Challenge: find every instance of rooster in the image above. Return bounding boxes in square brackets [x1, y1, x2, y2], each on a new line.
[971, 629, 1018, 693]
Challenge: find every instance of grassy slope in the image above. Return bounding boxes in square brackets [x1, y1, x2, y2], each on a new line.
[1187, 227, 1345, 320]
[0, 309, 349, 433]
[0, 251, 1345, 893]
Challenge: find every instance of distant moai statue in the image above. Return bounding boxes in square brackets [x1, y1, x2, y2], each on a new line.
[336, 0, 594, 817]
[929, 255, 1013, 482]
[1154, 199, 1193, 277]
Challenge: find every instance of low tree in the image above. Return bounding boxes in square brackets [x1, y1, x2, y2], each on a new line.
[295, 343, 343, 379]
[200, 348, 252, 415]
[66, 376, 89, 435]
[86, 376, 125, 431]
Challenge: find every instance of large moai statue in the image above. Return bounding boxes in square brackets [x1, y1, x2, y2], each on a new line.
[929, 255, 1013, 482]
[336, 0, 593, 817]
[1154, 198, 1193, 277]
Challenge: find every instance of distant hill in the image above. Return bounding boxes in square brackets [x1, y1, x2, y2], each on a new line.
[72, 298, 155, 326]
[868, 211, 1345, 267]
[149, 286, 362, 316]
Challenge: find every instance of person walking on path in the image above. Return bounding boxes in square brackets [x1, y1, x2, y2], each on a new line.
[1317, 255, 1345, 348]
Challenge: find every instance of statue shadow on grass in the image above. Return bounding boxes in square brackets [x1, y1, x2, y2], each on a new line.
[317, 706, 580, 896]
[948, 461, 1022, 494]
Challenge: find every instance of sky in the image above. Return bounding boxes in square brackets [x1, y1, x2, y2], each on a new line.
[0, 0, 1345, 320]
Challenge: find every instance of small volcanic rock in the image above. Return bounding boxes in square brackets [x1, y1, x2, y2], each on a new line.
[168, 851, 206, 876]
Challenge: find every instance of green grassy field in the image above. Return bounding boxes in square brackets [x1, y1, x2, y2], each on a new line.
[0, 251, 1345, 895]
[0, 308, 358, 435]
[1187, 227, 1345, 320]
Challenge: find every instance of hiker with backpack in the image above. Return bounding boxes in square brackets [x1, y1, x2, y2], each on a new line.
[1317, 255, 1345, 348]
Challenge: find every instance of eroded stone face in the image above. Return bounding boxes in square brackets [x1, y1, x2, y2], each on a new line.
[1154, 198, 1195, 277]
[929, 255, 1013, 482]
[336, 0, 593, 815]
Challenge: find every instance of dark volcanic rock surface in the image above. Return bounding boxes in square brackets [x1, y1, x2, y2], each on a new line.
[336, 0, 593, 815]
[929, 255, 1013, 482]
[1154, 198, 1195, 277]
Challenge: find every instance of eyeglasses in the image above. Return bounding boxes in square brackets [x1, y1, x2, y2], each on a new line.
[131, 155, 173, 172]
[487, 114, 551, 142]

** Work to be completed **
Reproduce verbatim the records above, from the line containing "Challenge: find every instance of dark" through the end of the records.

** Correct answer **
Challenge: find every instance of dark volcanic rock surface in the image above. Return bounding boxes in square brackets [x1, y1, x2, y2], each on a new line.
[336, 0, 593, 815]
[929, 255, 1013, 482]
[1154, 198, 1195, 277]
Challenge: find every instance of eyeglasses in the image above. Return bounding boxes in square brackets [x1, y1, x2, y2], each on a new line.
[131, 155, 173, 172]
[487, 114, 551, 142]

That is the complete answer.